■ **PASSAGE PROVIDED**:
Venezuela Aid To Cement Ortega Ties
A potentially huge economic and social-assistance package from Caracas to Nicaragua to be announced this week will help kill off US ambitions of maintaining its influence in Central America, Venezuela said on the weekend.

The package, which Hugo Chávez, the vehemently anti-US Venezuelan leader, plans to outline on Thursday comes as Daniel Ortega, Nicaragua’s former leftwing guerrilla leader, will return to power for the first time in almost 17 years.

Mr Ortega, now 61, won November’s presidential election with about 38 per cent of the vote on a campaign of populist promises to help the poor, national reconciliation and a smattering of anti-US rhetoric. He is set to begin his five-year term on Wednesday.

In an interview with the FT, Miguel Gómez, Mr Chávez’s ambassador to Managua, welcomed Mr Ortega’s election. “We are delighted that Commander Daniel Ortega has won,” he said, referring to Mr Ortega’s military title used during the 1970s and 1980s.

He said the assistance package Caracas had in mind would help transform Nicaragua.

“Over the next five years Nicaragua is going to feel the effects of true co-operation based on solidarity, not one of trade and speculation…we want to infect Latin America with our model.”

Mr Gómez said he was not in a position to value the package but said it could easily run into billions of dollars, and would range from agricultural machinery and supplies and energy-related infrastructure and fuel to large-scale house-building projects as well as health and educational programmes.

He even said Caracas could buy some of Nicaragua’s immense internal debt as it has done with Argentine debt in recent years. He described the package as “a boost for the further expansion of the leftwing movement in Central America.

■ **SUPPLIED MATERIAL**:
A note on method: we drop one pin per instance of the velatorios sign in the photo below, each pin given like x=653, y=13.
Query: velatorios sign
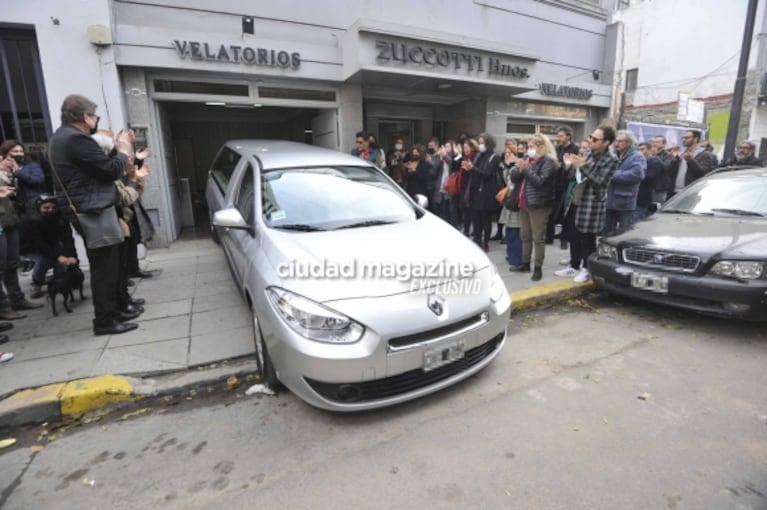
x=195, y=50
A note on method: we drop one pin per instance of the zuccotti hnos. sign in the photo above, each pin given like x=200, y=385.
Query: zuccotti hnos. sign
x=551, y=89
x=238, y=54
x=442, y=58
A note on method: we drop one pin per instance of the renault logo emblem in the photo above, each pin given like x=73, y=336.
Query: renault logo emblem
x=435, y=304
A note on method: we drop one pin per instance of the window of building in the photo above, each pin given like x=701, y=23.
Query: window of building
x=631, y=79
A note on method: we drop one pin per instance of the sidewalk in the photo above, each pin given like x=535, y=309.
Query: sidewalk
x=195, y=318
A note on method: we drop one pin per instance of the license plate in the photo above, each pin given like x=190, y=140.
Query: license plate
x=442, y=355
x=651, y=282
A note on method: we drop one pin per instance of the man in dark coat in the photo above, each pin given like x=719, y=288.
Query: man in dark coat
x=88, y=175
x=690, y=165
x=486, y=180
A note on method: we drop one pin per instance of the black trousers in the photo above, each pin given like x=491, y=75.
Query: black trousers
x=571, y=234
x=132, y=262
x=588, y=246
x=105, y=267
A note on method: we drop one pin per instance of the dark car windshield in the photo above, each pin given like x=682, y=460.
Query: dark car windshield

■ **EXERCISES TO COMPLETE**:
1. According to the Venezuela aid article, on what day is Ortega set to begin his five-year term?
2. What kinds of assistance does the Venezuela aid article say the package would range across?
3. Write the next part of the article on Venezuelan aid to Nicaragua, picking up after its final sentence.

■ **EXPECTED OUTPUTS**:
1. Wednesday

2.
- Agricultural machinery and supplies
- Energy-related infrastructure
- Fuel
- Large-scale house-building projects
- Health and educational programmes

3.
All this is likely to come as a blow to Washington, which last year was candid about what it believed an Ortega victory would mean. “It’s pretty clear that what would happen [in the event of an Ortega victory] would be the introduction of a Chávez model here on the Isthmus,” Paul Trivelli, US ambassador in Managua, told the FT.

Mr Gómez said that much of the aid would come in the form of energy. Nicaragua is suffering acute shortfalls of electricity, and even residents in the capital have complained of power cuts lasting up to 10 hours a day.

One proposal would be to elevate to the state level an agreement struck last year between Caracas and Nicaragua’s Sandinista-dominated mayoral association to supply Venezuelan fuel with generous credit conditions.

The deal, which he said aimed to supply the Central American nation with 10m barrels of refined products a year, much of it petrol and gas, involved Nicaragua paying only 60 per cent of the cost up front with the remaining 40 per cent payable over 25 years with a two-year grace period and only 1 per cent interest a year.

Mr Gómez insisted that the bulk of the resulting debt to Caracas could be paid in the form of Nicaraguan agricultural products such as sugar, beans and meat.

The package would also involve energy-related infrastructure, such as fuel-storage facilities and possibly even an oil refinery. He said Caracas would contemplate building an oil pipeline between the Atlantic and Pacific coasts to enable “Nicaragua to benefit from royalties” and Venezuela to sell oil to countries such as China.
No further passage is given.